▶ **What the task asks**
Give back only the lines in the records below from the one with "Query: green leaf" to the one with "In this picture, where can the pale", both inclusive, word for word.

(Natural-language object grounding data)
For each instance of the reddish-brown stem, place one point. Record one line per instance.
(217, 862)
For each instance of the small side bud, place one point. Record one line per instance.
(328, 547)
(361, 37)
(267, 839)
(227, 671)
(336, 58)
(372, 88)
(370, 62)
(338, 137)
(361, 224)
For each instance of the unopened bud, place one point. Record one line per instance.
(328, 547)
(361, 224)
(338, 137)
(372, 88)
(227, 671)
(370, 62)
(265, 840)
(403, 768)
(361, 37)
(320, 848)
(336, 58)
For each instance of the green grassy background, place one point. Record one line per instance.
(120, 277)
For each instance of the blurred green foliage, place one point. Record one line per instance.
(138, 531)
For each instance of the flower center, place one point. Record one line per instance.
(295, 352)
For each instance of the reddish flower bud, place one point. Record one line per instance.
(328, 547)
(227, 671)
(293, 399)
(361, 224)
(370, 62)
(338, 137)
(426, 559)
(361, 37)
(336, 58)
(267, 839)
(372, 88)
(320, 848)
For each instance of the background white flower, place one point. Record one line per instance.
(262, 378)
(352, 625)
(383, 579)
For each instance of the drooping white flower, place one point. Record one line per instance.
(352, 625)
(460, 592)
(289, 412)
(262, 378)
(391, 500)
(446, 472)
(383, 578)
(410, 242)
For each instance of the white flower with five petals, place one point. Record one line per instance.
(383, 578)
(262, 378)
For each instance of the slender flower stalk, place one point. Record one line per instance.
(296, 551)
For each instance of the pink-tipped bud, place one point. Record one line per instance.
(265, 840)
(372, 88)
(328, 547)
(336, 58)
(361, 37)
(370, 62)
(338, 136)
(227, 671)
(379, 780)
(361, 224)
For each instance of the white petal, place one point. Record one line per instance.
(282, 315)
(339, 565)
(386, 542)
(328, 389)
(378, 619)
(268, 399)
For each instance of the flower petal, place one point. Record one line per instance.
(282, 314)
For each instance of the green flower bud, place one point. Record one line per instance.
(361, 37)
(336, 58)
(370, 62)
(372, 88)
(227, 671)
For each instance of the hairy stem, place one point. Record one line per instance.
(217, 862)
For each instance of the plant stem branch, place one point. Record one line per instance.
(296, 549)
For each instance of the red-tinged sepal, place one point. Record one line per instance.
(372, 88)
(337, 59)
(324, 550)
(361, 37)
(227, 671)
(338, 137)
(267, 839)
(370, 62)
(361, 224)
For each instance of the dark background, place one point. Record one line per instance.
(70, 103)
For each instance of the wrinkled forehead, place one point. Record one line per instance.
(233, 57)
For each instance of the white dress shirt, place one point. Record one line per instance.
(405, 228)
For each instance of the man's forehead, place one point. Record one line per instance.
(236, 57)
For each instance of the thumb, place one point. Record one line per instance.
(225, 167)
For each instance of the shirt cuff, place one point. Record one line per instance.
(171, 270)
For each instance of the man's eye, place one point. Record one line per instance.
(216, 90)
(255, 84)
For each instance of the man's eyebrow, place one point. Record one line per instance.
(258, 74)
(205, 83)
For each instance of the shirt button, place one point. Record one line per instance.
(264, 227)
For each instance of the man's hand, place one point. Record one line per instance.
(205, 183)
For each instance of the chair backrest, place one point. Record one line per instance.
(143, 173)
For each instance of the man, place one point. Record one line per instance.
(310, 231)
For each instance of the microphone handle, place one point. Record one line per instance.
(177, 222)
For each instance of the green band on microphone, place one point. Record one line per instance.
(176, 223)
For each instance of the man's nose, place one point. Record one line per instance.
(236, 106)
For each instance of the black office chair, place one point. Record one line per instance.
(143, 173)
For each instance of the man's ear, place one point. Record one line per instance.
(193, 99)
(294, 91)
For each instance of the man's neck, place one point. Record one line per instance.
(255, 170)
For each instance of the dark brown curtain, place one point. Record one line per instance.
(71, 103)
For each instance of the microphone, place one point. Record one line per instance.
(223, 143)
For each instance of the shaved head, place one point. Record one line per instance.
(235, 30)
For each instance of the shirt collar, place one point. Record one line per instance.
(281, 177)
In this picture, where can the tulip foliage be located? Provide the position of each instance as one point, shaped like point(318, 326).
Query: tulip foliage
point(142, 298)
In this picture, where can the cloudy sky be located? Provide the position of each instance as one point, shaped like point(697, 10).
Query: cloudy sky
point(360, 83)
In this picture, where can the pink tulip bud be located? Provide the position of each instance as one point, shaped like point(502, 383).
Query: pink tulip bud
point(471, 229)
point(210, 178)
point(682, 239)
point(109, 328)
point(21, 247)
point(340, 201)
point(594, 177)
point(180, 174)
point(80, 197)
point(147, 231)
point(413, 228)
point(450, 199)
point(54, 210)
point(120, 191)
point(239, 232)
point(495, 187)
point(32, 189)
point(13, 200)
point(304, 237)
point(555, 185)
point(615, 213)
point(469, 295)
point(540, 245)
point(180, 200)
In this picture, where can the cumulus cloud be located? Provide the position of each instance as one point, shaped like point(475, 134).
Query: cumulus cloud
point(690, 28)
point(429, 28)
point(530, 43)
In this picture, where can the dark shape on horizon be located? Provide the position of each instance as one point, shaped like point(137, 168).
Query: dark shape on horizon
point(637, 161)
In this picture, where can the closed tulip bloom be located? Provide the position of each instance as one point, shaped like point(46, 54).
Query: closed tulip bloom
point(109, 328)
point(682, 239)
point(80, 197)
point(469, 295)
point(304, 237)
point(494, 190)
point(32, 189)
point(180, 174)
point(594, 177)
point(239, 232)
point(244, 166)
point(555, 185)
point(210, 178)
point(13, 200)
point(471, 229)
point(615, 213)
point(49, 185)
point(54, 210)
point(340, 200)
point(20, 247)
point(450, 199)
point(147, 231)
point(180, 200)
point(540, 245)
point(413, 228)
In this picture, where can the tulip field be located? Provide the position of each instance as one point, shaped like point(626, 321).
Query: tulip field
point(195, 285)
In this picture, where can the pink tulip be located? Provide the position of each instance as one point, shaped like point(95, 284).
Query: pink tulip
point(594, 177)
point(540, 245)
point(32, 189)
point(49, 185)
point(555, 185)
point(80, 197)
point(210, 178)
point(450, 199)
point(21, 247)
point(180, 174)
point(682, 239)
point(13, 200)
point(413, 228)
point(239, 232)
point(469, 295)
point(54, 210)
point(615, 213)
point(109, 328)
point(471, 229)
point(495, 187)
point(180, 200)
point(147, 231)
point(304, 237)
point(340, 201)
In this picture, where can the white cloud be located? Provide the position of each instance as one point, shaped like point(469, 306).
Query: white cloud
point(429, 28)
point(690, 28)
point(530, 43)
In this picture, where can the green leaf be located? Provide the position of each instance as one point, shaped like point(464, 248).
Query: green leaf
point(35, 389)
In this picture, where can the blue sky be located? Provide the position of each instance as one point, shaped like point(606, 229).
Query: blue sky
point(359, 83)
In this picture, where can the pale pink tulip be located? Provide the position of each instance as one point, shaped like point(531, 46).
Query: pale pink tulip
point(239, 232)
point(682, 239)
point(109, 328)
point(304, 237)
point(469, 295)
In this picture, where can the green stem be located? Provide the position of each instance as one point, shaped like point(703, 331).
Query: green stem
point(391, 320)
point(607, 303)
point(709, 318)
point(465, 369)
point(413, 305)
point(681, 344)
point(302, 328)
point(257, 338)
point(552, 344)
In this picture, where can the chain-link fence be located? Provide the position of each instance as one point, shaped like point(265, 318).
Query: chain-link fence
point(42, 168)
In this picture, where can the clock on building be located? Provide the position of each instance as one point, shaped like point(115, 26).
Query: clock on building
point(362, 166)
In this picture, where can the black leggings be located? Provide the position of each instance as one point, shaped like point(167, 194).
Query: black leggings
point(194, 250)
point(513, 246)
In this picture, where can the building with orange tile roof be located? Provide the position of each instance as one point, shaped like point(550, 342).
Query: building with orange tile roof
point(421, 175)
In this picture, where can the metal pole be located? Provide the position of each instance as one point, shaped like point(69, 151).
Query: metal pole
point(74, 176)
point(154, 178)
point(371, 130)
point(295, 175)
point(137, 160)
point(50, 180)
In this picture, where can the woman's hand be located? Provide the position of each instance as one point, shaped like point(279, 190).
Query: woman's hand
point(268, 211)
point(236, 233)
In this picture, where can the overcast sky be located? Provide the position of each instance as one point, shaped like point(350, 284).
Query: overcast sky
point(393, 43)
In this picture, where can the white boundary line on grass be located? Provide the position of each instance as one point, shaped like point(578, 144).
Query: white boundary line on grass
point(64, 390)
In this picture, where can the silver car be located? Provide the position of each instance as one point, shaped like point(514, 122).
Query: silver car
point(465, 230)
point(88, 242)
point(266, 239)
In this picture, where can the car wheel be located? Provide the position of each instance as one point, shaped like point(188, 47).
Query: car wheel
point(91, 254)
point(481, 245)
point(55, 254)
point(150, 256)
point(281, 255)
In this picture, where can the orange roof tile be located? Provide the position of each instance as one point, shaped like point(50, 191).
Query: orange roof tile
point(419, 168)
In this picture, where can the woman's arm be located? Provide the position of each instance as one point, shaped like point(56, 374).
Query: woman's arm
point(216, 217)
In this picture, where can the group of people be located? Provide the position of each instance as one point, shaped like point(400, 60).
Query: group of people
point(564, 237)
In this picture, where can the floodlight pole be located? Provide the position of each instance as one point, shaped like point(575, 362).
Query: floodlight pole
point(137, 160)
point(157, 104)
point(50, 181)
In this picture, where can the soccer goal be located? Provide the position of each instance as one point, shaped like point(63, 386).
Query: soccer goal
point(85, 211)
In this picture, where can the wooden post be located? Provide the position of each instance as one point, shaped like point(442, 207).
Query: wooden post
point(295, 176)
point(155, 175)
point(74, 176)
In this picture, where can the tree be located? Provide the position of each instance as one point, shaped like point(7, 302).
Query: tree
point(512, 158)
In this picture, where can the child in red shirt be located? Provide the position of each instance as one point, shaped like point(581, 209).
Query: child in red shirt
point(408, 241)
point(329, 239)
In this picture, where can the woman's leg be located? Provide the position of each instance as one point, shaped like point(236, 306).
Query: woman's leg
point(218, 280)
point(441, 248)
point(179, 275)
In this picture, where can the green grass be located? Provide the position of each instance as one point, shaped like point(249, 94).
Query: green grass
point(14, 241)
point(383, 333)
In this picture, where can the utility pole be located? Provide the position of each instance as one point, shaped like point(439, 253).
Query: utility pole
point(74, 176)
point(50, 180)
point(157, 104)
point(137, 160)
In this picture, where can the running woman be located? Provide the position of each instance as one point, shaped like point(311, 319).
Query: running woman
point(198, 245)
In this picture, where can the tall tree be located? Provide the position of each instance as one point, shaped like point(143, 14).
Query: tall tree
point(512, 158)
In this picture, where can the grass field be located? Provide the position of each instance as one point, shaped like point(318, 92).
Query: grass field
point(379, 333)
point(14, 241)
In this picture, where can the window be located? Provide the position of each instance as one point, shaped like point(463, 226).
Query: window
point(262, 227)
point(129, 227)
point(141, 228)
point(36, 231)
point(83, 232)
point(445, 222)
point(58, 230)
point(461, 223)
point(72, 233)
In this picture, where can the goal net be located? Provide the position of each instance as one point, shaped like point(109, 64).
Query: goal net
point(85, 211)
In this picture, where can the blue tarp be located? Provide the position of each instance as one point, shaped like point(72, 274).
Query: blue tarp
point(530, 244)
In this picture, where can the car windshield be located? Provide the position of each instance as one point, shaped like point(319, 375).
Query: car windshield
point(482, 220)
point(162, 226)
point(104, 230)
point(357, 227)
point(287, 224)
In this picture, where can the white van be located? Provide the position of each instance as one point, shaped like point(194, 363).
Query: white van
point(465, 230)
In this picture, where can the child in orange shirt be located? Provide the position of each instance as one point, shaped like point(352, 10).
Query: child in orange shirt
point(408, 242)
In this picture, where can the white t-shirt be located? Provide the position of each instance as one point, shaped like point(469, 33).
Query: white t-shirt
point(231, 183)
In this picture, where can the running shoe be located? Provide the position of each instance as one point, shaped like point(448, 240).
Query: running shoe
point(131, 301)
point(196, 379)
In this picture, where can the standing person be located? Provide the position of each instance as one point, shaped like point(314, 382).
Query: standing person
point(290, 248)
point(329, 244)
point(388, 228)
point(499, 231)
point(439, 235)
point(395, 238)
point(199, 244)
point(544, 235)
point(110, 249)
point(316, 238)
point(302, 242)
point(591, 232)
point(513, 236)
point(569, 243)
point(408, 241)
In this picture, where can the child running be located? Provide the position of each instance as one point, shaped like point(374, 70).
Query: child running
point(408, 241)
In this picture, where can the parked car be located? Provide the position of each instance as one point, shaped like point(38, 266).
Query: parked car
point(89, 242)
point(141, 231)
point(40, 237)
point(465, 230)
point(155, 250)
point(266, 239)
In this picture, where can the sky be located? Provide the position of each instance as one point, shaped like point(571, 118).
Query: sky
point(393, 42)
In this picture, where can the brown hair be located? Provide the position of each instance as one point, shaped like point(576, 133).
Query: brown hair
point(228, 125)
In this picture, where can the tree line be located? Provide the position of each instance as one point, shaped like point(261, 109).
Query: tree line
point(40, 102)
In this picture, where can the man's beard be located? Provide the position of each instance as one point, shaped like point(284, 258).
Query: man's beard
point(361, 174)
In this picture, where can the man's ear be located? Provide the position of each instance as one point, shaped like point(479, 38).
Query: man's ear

▶ **Exercise response**
Query: green leaf
point(35, 389)
In this picture, where can the blue sky be located? Provide the position of each instance as one point, shaped like point(606, 229).
Query: blue sky
point(359, 83)
In this picture, where can the pale pink tulip be located? Provide the position of each instance as one point, shaped like point(531, 46).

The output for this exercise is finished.